▶ _Set problem_
Only the lines from the one with "find fish head" through the final line should be given again, exactly as they appear, minus the pictures.

Start Dataset entries

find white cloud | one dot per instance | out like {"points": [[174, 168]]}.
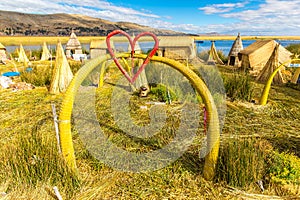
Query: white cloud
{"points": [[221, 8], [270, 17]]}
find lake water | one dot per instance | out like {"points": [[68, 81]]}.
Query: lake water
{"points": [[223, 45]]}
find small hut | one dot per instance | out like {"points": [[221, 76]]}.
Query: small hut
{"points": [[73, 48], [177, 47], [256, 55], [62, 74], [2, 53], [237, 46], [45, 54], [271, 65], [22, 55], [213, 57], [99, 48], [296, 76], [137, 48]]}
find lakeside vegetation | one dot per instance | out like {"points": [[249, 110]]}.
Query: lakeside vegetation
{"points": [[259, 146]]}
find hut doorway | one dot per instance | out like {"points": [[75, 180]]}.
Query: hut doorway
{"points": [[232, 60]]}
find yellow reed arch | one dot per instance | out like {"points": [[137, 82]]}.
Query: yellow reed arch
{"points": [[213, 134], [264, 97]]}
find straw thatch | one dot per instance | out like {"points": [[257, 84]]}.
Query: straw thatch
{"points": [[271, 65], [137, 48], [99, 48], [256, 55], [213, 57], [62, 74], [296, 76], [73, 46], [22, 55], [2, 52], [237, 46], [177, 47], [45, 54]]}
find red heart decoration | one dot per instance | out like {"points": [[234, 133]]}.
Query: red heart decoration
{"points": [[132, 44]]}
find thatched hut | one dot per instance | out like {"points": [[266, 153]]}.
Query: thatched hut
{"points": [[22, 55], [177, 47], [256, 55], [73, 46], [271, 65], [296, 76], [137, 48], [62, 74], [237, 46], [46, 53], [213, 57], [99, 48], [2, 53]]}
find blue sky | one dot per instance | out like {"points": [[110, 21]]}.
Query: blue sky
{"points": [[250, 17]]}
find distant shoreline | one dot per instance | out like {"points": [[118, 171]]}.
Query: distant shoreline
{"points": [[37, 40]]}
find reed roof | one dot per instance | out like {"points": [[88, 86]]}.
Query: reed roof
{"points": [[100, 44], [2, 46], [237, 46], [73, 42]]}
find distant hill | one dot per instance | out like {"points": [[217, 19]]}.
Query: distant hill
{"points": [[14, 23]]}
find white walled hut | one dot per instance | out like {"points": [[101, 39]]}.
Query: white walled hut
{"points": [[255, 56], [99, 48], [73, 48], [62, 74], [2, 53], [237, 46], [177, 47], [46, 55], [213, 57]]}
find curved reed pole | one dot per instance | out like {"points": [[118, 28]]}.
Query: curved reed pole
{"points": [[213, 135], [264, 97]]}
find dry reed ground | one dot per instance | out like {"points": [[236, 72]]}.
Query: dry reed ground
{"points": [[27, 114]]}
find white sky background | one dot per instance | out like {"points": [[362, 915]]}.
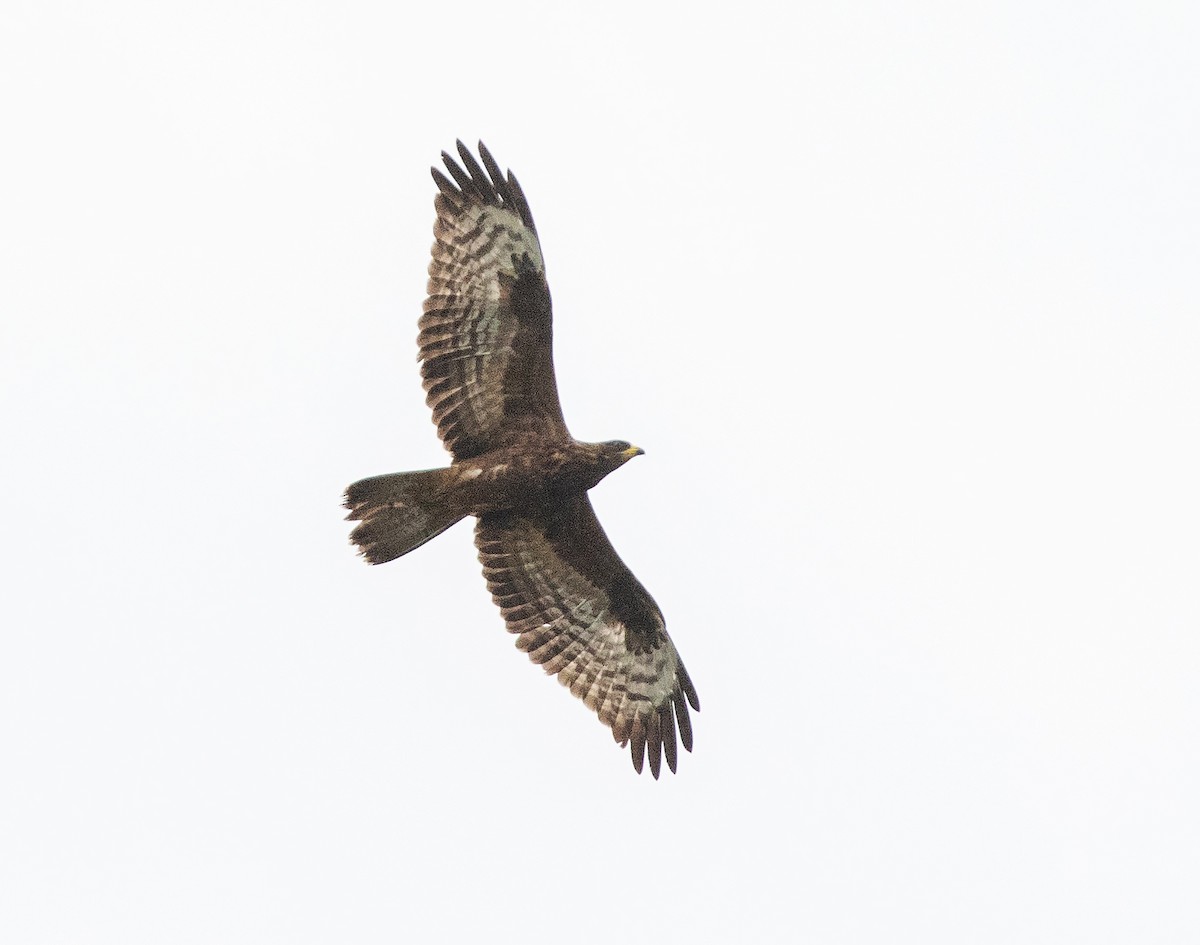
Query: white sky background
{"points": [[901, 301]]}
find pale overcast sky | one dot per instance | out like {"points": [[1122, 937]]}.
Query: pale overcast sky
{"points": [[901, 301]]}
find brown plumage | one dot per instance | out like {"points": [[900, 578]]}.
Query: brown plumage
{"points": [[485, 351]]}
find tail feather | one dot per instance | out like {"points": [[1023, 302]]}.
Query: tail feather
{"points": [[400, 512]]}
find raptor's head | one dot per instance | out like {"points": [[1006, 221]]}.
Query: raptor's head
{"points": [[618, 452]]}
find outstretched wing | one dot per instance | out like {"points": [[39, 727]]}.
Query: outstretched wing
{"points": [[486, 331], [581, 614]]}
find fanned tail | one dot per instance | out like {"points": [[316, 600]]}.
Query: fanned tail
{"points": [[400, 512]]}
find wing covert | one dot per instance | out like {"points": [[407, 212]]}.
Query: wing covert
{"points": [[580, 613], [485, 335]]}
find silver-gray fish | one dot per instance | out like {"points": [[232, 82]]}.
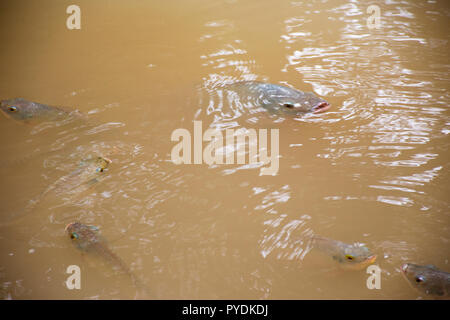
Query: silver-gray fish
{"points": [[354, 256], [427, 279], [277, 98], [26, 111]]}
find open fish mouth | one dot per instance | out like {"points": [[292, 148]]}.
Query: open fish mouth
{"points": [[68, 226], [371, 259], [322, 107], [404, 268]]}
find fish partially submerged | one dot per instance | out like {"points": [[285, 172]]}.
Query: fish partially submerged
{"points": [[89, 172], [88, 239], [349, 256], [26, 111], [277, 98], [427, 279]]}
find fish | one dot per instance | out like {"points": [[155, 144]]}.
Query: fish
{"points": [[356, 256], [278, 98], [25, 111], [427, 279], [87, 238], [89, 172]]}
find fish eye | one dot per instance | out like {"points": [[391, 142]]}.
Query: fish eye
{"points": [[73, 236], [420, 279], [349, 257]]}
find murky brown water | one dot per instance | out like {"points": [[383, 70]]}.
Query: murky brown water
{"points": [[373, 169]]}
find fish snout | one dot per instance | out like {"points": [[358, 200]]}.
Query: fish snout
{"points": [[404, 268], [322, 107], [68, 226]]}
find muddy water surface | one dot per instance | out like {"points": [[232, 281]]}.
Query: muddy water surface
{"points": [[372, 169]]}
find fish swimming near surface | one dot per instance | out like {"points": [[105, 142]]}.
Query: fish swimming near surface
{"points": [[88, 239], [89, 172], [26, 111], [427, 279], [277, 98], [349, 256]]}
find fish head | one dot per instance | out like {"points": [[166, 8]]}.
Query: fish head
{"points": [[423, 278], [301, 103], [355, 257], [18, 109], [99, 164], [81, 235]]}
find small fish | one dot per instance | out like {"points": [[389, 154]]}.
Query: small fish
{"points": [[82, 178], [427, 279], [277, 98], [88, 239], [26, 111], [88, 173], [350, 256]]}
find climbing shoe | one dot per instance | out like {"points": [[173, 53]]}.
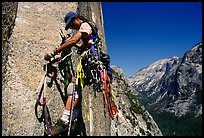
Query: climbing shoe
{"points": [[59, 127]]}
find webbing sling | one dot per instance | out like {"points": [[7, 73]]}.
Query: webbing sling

End Dataset entries

▶ _Response to the task_
find fish head | one dot per instance | out like {"points": [[166, 8]]}.
Query: fish head
{"points": [[423, 278], [301, 103], [355, 257], [18, 109], [99, 164], [81, 235]]}
find small fish | one dot per instance | out like {"points": [[389, 154]]}.
Query: small fish
{"points": [[82, 178], [427, 279], [277, 98], [88, 239], [26, 111], [88, 173], [350, 256]]}
find climbing shoe | one dot per instance | out like {"points": [[173, 53]]}.
Query: climbing shoe
{"points": [[59, 127]]}
find webbing sling | one dot per instance | out like {"points": [[7, 73]]}.
Query: webbing sling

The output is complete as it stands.